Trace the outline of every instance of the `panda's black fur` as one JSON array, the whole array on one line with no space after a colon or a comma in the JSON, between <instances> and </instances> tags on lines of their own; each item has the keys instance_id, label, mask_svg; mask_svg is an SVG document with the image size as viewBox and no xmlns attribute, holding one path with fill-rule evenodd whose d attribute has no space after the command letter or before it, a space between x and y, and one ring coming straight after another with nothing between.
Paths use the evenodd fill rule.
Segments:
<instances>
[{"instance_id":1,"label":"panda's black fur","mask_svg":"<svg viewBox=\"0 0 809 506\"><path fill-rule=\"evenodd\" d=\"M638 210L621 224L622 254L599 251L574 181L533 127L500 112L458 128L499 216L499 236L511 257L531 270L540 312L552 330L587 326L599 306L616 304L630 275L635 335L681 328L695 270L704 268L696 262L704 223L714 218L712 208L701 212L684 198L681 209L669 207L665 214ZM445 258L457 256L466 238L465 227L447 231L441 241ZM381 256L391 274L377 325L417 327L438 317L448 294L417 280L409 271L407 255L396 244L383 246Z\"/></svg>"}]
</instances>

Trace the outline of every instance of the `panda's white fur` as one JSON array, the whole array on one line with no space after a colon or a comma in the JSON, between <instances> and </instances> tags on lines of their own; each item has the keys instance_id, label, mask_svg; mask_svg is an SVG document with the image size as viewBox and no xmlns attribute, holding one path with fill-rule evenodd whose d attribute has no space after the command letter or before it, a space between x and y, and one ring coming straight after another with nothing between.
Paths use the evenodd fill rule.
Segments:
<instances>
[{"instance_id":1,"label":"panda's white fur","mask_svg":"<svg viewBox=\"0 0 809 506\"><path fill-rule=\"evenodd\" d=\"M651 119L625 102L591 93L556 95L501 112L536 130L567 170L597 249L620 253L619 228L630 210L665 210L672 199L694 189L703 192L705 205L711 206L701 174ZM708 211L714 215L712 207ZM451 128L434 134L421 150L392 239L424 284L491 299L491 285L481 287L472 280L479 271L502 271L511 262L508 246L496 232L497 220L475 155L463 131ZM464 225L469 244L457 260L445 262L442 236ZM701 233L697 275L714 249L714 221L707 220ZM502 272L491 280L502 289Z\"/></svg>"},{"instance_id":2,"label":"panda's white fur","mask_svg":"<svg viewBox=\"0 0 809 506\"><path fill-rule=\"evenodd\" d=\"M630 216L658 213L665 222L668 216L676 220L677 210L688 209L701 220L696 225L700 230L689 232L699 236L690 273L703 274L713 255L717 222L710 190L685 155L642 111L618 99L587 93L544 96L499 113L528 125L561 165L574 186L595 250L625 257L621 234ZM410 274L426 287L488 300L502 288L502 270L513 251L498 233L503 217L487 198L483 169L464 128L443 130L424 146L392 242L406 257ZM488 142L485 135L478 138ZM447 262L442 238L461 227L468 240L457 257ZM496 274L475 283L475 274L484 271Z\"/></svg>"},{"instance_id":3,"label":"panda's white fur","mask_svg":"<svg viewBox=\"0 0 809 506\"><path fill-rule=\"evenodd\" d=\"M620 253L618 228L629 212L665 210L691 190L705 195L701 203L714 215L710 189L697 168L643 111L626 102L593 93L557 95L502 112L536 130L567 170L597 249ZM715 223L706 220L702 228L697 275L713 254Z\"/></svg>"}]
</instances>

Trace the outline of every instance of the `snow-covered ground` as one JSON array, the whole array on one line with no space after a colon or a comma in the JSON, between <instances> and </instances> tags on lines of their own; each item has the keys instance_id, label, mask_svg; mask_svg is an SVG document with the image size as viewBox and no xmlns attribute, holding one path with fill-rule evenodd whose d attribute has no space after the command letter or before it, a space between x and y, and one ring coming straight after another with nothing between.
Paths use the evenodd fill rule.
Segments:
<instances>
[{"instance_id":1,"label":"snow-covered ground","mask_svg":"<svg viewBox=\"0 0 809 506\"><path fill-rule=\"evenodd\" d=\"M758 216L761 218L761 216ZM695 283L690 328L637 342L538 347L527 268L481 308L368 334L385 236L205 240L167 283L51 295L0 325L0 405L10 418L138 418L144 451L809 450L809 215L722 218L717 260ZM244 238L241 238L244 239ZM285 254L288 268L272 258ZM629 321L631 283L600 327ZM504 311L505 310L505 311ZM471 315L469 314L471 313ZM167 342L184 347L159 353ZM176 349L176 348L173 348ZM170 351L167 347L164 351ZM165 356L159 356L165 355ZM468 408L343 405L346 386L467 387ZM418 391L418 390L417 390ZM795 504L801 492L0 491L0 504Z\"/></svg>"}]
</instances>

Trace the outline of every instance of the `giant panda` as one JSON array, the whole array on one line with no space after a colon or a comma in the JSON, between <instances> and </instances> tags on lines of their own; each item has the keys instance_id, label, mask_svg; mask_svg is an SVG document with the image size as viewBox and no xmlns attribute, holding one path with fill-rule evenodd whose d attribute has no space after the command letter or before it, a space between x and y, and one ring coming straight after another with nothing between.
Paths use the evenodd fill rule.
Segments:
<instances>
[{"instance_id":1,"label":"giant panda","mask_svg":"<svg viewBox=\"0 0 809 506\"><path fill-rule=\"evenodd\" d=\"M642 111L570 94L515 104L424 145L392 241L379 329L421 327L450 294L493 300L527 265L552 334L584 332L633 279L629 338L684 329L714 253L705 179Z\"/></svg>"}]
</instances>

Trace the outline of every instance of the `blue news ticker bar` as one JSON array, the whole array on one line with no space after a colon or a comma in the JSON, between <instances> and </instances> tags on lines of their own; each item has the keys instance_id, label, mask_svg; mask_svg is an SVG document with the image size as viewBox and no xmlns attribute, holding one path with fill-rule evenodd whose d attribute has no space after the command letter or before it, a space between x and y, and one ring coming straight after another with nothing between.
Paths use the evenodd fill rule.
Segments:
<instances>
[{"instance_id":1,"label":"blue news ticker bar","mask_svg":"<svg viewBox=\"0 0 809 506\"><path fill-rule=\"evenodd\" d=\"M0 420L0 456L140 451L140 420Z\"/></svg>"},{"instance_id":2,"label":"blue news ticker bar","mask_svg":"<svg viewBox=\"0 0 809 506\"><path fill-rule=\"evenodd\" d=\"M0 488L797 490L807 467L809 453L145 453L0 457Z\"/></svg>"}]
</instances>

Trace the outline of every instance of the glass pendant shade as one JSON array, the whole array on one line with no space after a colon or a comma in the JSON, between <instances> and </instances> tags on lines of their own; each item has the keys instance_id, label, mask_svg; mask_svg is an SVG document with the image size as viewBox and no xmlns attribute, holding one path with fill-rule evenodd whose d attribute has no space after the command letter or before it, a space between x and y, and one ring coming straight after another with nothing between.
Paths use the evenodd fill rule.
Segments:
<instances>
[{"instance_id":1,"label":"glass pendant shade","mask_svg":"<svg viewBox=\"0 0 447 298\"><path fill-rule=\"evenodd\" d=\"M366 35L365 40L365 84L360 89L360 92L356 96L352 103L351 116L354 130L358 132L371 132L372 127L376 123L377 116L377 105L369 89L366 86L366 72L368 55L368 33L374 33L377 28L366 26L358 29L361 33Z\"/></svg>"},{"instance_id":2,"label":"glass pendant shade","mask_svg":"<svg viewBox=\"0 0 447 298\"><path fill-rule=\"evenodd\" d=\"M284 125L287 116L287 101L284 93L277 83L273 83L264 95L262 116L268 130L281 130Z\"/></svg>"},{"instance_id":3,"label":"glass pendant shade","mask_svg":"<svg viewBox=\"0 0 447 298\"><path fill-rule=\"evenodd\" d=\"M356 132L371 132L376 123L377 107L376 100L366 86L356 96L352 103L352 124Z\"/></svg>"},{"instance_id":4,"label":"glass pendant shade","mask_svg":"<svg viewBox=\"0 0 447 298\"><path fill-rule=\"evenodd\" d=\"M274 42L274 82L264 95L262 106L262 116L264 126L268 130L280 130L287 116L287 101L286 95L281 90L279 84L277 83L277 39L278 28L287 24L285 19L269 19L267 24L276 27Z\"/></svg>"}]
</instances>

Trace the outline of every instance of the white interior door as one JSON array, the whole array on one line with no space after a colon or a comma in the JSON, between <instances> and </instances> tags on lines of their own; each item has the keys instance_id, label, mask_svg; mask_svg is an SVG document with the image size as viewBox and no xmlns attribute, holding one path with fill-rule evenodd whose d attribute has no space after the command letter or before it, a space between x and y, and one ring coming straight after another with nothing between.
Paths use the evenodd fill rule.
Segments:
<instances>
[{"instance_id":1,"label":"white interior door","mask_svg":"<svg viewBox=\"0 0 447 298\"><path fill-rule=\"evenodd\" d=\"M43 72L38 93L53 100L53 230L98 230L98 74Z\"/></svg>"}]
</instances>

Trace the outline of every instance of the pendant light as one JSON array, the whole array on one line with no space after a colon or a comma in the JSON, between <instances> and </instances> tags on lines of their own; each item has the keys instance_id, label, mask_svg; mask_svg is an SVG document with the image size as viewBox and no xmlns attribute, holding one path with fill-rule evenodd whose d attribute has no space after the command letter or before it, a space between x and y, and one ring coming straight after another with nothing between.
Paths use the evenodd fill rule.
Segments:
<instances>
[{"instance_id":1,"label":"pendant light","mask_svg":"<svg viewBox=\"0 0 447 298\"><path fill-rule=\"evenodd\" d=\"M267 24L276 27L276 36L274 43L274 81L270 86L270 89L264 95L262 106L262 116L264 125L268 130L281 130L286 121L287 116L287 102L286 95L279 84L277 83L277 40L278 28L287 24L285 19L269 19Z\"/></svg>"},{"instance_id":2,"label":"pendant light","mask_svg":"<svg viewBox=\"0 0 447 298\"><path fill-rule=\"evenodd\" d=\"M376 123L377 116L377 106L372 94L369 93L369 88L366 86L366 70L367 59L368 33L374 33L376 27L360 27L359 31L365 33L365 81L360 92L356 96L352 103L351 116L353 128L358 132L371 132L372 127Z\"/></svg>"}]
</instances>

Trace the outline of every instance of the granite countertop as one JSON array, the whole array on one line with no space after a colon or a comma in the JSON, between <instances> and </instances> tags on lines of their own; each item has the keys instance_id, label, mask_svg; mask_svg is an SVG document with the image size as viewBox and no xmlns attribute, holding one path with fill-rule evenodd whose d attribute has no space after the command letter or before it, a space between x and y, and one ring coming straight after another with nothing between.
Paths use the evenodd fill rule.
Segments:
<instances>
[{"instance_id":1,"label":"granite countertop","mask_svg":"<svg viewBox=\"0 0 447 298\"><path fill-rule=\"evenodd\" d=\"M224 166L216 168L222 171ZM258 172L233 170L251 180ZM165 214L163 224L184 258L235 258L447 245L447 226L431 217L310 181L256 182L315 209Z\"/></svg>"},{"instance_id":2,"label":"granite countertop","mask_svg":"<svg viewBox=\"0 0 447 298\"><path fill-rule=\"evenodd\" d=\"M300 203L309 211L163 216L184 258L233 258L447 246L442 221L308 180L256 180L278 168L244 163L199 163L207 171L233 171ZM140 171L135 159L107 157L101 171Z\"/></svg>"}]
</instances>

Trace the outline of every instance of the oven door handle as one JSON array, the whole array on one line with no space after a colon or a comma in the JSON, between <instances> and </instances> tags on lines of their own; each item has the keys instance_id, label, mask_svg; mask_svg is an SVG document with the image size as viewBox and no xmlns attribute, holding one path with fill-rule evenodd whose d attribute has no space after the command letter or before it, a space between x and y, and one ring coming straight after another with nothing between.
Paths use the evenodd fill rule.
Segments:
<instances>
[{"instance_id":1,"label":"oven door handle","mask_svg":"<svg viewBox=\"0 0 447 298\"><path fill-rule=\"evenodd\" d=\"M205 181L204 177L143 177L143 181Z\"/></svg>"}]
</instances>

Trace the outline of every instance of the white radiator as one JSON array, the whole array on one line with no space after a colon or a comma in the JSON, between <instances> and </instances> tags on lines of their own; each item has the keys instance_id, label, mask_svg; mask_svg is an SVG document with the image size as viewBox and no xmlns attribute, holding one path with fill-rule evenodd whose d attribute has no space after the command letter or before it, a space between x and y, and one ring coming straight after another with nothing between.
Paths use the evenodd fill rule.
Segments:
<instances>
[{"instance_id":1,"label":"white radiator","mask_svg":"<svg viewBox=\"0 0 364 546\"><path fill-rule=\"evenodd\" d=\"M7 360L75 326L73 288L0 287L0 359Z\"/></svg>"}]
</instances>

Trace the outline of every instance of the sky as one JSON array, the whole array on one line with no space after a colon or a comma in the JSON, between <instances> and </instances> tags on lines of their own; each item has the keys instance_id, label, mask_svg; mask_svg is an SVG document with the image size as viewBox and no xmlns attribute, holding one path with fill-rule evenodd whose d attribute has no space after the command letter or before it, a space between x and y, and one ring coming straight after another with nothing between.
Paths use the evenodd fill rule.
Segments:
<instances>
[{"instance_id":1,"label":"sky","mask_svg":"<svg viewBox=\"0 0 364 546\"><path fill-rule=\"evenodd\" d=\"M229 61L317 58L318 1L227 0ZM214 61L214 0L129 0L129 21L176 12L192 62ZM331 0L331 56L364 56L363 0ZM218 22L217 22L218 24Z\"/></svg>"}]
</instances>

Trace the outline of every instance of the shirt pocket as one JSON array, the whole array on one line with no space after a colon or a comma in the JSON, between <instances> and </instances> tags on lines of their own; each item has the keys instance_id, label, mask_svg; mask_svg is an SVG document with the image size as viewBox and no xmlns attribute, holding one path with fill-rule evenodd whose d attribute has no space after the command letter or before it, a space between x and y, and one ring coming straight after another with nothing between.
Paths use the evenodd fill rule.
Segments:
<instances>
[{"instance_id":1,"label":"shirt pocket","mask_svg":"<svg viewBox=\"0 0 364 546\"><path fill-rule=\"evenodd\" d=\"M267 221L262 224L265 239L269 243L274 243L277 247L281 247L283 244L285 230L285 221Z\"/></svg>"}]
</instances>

┄┄┄┄┄┄┄┄┄┄┄┄┄┄┄┄┄┄┄┄

_STATED TASK_:
Reproduce the listing from the line containing "Trace the outline of every instance of the shirt" through the end of the listing, including both ends, with "Segments" replaced by "Regions" and nothing else altered. Give only those lines.

_COMPLETE OUTPUT_:
Trace the outline of every instance of the shirt pocket as one JSON array, the whole array on one line with no space after a colon or a comma in the JSON, between <instances> and </instances> tags on lines of their own; each item has the keys instance_id, label, mask_svg; mask_svg is an SVG document with the image size as viewBox and no xmlns attribute, holding one path with fill-rule evenodd whose d attribute has no space after the command letter or before it, a space between x and y, and one ring coming straight after another with nothing between.
Paths use the evenodd fill rule.
Regions:
<instances>
[{"instance_id":1,"label":"shirt pocket","mask_svg":"<svg viewBox=\"0 0 364 546\"><path fill-rule=\"evenodd\" d=\"M267 221L262 224L265 239L269 243L274 243L277 247L281 247L283 244L285 230L285 221Z\"/></svg>"}]
</instances>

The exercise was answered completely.